◆ Stated task
Rewrite the lines from the one containing "Give the innermost point of each instance of the light wood" through the end of the records, swapping "stainless steel" for "brushed chrome" and leaving everything else unchanged.

◆ Dataset

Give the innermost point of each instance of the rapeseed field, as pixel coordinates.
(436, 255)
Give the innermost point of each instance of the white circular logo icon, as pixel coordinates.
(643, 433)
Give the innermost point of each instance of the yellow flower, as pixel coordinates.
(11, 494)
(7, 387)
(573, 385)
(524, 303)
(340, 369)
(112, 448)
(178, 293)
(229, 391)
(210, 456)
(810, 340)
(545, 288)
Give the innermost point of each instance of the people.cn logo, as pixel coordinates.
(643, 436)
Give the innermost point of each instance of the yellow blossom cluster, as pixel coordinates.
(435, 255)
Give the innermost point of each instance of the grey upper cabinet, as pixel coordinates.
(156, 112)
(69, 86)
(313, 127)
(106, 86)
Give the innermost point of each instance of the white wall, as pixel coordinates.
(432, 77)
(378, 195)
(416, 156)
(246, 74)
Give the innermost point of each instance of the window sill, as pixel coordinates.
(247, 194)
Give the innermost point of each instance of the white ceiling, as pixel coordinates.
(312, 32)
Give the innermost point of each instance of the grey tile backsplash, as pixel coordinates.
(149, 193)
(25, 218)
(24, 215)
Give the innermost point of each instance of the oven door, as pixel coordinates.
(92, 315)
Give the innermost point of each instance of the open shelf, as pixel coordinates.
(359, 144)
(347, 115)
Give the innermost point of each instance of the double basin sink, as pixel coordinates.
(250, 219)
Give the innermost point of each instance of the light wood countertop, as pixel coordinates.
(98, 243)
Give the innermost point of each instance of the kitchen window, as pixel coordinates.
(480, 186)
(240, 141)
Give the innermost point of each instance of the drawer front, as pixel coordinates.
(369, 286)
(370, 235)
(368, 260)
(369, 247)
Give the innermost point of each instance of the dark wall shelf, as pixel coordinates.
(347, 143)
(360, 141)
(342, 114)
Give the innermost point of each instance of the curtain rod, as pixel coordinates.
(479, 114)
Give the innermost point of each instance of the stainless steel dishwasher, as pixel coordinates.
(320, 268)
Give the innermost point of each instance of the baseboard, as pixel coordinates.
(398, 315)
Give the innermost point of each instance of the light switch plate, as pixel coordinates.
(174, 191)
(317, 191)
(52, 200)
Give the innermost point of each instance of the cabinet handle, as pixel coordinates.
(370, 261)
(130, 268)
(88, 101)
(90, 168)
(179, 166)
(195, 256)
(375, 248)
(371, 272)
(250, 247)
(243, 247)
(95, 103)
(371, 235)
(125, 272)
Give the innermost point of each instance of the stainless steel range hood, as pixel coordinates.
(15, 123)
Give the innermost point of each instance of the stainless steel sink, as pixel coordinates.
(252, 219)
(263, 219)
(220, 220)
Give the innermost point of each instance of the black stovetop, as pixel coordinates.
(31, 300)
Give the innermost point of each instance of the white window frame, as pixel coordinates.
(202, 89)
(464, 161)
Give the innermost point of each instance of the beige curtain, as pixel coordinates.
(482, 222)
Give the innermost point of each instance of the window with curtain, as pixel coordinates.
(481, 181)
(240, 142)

◆ Reply
Give the innermost point of each instance of the light wood countertop, as pixel coordinates.
(98, 243)
Give the innermost point of each instance of the kitchen window, as pixel coordinates.
(480, 186)
(240, 141)
Give the innermost point of each instance of the drawer front, as pixel coordinates.
(369, 286)
(370, 235)
(368, 260)
(369, 247)
Give the innermost point of each instance of the dark wall shelf, as pixel coordinates.
(347, 143)
(360, 141)
(342, 114)
Give the innermost point of each instance of the curtain rod, as pixel coordinates.
(479, 114)
Give the innermost point of each instance of the brushed chrome dishwasher, as pixel coordinates.
(320, 268)
Give the innermost point of each instance of the baseboard, as pixel coordinates.
(398, 315)
Give the innermost point of each instance of the light switch plate, as pixel coordinates.
(174, 191)
(317, 191)
(52, 200)
Give the innermost point of each instance of the cabinet handle, as pixel coordinates.
(370, 261)
(130, 268)
(88, 101)
(90, 168)
(179, 166)
(195, 256)
(375, 248)
(371, 272)
(250, 247)
(243, 247)
(95, 103)
(371, 235)
(125, 272)
Give the innermost point of each instance of the brushed chrome range hood, as pixel coordinates.
(15, 123)
Give the innermost point of each instance of the brushed chrome sink, as pixel coordinates.
(252, 219)
(263, 219)
(220, 220)
Give the innermost point of each instance of the black stovetop, as pixel coordinates.
(31, 300)
Give the innermost point of each instance of the white window frame, as pixel coordinates.
(202, 89)
(464, 161)
Give the innermost point of each instance of the beige curtain, as pixel coordinates.
(482, 222)
Give the innermost point of each instance of the window with curtain, as pixel coordinates.
(481, 181)
(240, 142)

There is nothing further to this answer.